[Start Supplied passage]
An automatic code to extract tweets (and to produce the “Somewhere else” review)

[This article was first published on Freakonometrics » R-english, and kindly contributed to R-bloggers]. (You can report issue about the content on this page here)
Want to share your content on R-bloggers? click here if you have a blog, or here if you don't.

A few weeks ago, I ask in a post the (simple) question “dear reader, who are you?” just to know more about the readers of my blog. I found that extremely interesting (even if – to be honest – I was expecting more answers to start a more serious sociological study of the readers of my blog). And an interesting point was that a lot of readers of my blog come to read the “somewhere else” posts, which is a review of interesting posts and articles found on the internet. Those links I share actually come from my tweets. I have on my blog a backup of my tweets, and usually, that’s where I go if I want to find some article, or some graph, or some map I have in mind, that I’ve seen somewhere (but usually I can’t remember where). But most of the time, I feel bored, because there is nothing new: it is simply a copy and paste from my tweets.

And this afternoon @tomroud asked how those posts were written: was there an automatic procedure, or was I doing it manually? Until tonight, I was doing it manually. But because it was some kind of stupid challenge, I did try to produce a code that will generate a simple list of my tweets that I can use to produce a post.
[End Supplied passage]
[Start Data lines]
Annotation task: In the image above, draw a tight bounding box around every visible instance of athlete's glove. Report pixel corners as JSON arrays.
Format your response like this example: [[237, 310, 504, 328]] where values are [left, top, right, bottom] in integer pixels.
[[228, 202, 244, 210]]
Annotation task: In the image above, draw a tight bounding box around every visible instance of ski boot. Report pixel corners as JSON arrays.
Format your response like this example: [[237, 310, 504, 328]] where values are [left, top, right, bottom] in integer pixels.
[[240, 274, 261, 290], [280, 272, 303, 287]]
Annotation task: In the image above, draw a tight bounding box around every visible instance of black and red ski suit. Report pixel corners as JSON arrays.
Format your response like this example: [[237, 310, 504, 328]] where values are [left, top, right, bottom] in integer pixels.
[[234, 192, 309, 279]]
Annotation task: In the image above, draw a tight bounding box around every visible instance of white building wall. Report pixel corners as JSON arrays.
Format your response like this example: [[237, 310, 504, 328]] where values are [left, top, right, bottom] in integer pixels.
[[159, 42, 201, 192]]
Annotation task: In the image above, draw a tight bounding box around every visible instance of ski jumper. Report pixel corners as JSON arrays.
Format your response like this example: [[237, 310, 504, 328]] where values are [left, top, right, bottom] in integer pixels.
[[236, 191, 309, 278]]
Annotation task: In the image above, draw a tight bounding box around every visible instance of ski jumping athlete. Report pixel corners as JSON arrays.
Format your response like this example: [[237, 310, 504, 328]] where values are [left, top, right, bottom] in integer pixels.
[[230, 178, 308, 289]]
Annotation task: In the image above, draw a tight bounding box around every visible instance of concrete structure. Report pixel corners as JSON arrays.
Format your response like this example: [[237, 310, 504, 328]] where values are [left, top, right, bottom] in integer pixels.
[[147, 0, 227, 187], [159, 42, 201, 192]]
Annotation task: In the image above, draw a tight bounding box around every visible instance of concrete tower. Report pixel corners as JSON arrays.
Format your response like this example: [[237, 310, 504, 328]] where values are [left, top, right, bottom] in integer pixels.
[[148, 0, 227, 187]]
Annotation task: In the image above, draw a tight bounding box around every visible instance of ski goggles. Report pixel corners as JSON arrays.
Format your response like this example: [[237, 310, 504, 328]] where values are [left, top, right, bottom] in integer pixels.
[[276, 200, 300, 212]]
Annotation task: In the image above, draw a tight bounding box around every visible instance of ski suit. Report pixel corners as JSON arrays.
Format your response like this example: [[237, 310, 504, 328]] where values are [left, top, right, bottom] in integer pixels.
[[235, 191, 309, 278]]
[End Data lines]
### Goal 1
Reproduce the rows from the line with "wall. Report pixel corners as JSON arrays." up to and including the line with "[[148, 0, 227, 187]]", requests included, and offset every bounding-box coordinate in their answers by -109.
### Goal 2
Proceed with the blog post about automatically extracting tweets for the "Somewhere else" review, starting after its last sentence.
The blog post and the rows are independent of each other.

### Right answer 1
Annotation task: In the image above, draw a tight bounding box around every visible instance of white building wall. Report pixel corners as JSON arrays.
Format your response like this example: [[237, 310, 504, 328]] where values are [left, top, right, bottom] in integer pixels.
[[50, -67, 92, 83]]
Annotation task: In the image above, draw a tight bounding box around every visible instance of ski jumper. Report pixel corners as JSON arrays.
Format your response like this example: [[237, 310, 504, 328]] where values are [left, top, right, bottom] in integer pixels.
[[127, 82, 200, 169]]
Annotation task: In the image above, draw a tight bounding box around every visible instance of ski jumping athlete. Report pixel corners as JSON arrays.
Format your response like this example: [[237, 310, 504, 328]] where values are [left, top, right, bottom] in integer pixels.
[[121, 69, 199, 180]]
Annotation task: In the image above, draw a tight bounding box around every visible instance of concrete structure. Report pixel corners as JSON arrays.
Format your response like this example: [[237, 310, 504, 328]] where values are [left, top, right, bottom] in integer pixels.
[[38, -109, 118, 78], [50, -67, 92, 83]]
Annotation task: In the image above, draw a tight bounding box around every visible instance of concrete tower. Report pixel corners as JSON arrays.
Format your response like this example: [[237, 310, 504, 328]] where values are [left, top, right, bottom] in integer pixels.
[[39, -109, 118, 78]]

### Right answer 2
Nevertheless, there are still two problems I cannot fix with a code:

  • in my “somewhere else” posts, there was a language distinction, with posts and articles in English first, and then those in French. Unfortunately, I could not find a function that detects the language of a tweet. I remember that we’ve been trying with @3wen to write such a code, but I could not find it… I guess @3wen had a first draft so if we can find it, I will upload it on my blog (or he will upload it on his)
  • in my posts, I include the picture, if any. This part will still be done manually because it is much more difficult (but I guess it is possible…)

Now, before starting, we will need  functions from an old post, to convert twitter’s shorten url to real ones,

extraire <- function(entree,motif){
res <- regexec(motif,entree)
if(length(res[[1]])==2){
 debut <- (res[[1]])[2]
 fin <- debut+(attr(res[[1]],"match.length"))[2]-1
return(substr(entree,debut,fin))
}else return(NA)}
unshorten <- function(url){
uri <- getURL(url, header=TRUE, nobody=TRUE, followlocation=FALSE, 
cainfo = system.file("CurlSSL", "cacert.pem", package = "RCurl"))
res <- try(extraire(uri,"rnlocation: (.*?)rnserver"))
return(res)}

Now, let us consider the following code. The first step, of course, is to run some lines that will allow me to use Twitter's API,

require(twitteR)
reqURL <- "https://api.twitter.com/oauth/request_token"
accessURL <- "https://api.twitter.com/oauth/access_token"
authURL <- "https://api.twitter.com/oauth/authorize"
apiKey <- "yourAPIkey"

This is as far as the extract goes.